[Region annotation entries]
=======
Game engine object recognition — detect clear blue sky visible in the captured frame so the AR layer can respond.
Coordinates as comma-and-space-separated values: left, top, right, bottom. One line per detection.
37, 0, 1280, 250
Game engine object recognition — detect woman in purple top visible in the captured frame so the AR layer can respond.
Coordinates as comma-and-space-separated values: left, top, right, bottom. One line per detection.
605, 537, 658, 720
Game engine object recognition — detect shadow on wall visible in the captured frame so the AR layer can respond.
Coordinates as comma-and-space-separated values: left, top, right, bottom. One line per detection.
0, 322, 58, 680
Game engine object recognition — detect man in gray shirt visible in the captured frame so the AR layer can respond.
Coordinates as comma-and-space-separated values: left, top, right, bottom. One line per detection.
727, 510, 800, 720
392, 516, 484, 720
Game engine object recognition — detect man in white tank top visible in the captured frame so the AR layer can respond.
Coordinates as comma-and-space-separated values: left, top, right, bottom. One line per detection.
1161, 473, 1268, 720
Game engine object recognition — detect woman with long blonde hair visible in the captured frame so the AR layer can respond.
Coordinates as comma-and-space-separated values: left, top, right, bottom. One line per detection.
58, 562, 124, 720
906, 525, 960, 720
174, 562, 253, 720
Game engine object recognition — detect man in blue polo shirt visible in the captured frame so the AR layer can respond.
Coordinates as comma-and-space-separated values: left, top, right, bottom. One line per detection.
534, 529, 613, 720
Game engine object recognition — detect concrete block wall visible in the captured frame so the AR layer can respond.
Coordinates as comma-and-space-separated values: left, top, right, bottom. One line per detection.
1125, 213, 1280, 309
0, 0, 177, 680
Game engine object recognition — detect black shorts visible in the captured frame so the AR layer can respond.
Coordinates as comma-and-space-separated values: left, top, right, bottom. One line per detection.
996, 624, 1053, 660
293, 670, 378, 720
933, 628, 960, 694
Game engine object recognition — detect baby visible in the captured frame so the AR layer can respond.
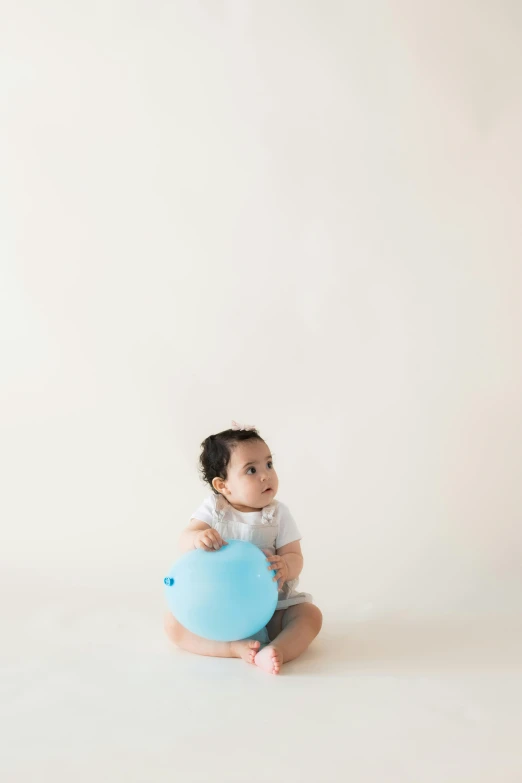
=======
**What is being asked**
Rewrite every one of the entries above, replacing "AR layer" with "game overlay" and leaving all other wording unchanged. Omit the pictures from your answer.

**Exercise result**
Game engine object recognition — detect clear blue sky visible in the captured frame so the game overlay can respond.
Coordinates as comma-and-space-separated values: left, top, right, bottom. One line per detection.
37, 0, 1280, 250
Game engine object recognition — detect woman in purple top visible in the captured frame so the game overlay can respond.
Coordinates as comma-and-space-separated values: left, top, right, bottom. One line per detection.
605, 537, 658, 720
Game engine object recognition — detect shadow on wall visible in the captured frame so the game overlay can respond.
Coordinates as comma-and-space-separated values: left, top, right, bottom. One line per detection.
0, 322, 58, 680
Game engine object recognition — detect man in gray shirt visible in the captured frame so the game overlay can respond.
Coordinates as comma-and-space-separated values: left, top, right, bottom. One line per detection.
727, 510, 800, 720
392, 516, 484, 720
Game engine object recognition — detect man in white tank top visible in the captured frame so the game overlay can respond.
Coordinates as comma-and-space-separated values: left, top, right, bottom. One line per detection.
1161, 473, 1268, 720
Game engine object recognition — detect woman with long blonde hair visible in the captured frame so the game overlay can respond.
Coordinates as comma-and-space-separated values: left, top, right, bottom. One line per detection.
58, 562, 124, 720
906, 525, 960, 720
174, 562, 253, 720
Game engine object recognition — detect man in blue polo shirt visible in the captured frame so the game overlay can respond.
Coordinates as comma-and-space-separated values: left, top, right, bottom. One line per detection.
534, 529, 613, 720
Game engine object recognition — detect concrete block wall visible in the captured frame so the game overlay can respond.
Coordinates as comma-and-space-separated values: left, top, right, bottom. One line per detection.
1125, 213, 1280, 309
0, 0, 177, 680
Game engine object recognition — detect black shorts visible in the captured frame so the game overlay can respond.
Coordinates as comma-and-space-separated values: left, top, right, bottom. One line per detection.
996, 624, 1053, 660
293, 670, 378, 720
933, 628, 960, 694
Game engine object recognition — detect baby visible in the captured frame so the game overlay can respond.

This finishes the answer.